──────── Records supplied ────────

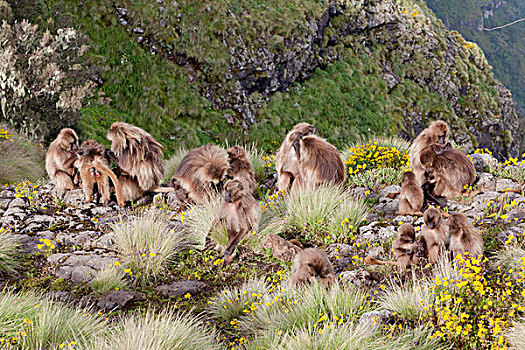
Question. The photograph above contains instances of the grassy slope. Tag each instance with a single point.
(504, 49)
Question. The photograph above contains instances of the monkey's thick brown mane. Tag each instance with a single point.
(321, 155)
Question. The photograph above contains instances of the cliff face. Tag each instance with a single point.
(353, 67)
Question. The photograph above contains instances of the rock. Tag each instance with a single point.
(483, 162)
(390, 191)
(117, 299)
(375, 317)
(21, 202)
(360, 278)
(281, 248)
(487, 182)
(503, 185)
(181, 288)
(82, 274)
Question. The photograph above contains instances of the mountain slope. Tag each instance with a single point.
(198, 71)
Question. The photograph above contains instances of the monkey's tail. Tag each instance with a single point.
(374, 261)
(118, 190)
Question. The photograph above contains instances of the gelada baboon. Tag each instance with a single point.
(411, 197)
(286, 158)
(60, 158)
(239, 212)
(464, 237)
(201, 172)
(437, 132)
(319, 163)
(93, 167)
(433, 236)
(405, 249)
(312, 265)
(241, 168)
(451, 169)
(138, 157)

────────

What is expected: Output all the entries exactly, minus any pictures.

Task output:
Question. The photograph above contains instances of the grassy slope. Tag each instance with a single point.
(504, 49)
Question. The photograph above contains instances of the monkey's thick brown mane. Tag each instance with a single point.
(321, 155)
Question. The photograph above contains instances of the cliff face. Tag each instance with a single point.
(353, 67)
Question. The photograph above contains instances of the rock. Tag each instance with a single point.
(483, 162)
(390, 191)
(117, 299)
(375, 317)
(21, 202)
(360, 278)
(281, 248)
(487, 182)
(503, 185)
(181, 288)
(82, 274)
Question. The photograph above contains instances of the mountain slope. Tag each instance with a single point.
(198, 71)
Question. The photograph above contains instances of the monkey's tail. Tag each instance with a single point.
(374, 261)
(118, 190)
Question. The photograph above contains instances of the gelada baboon. Tag each instance with a single point.
(411, 197)
(286, 158)
(60, 158)
(239, 212)
(464, 237)
(201, 172)
(437, 132)
(319, 163)
(93, 167)
(433, 236)
(405, 249)
(312, 265)
(241, 168)
(451, 169)
(138, 157)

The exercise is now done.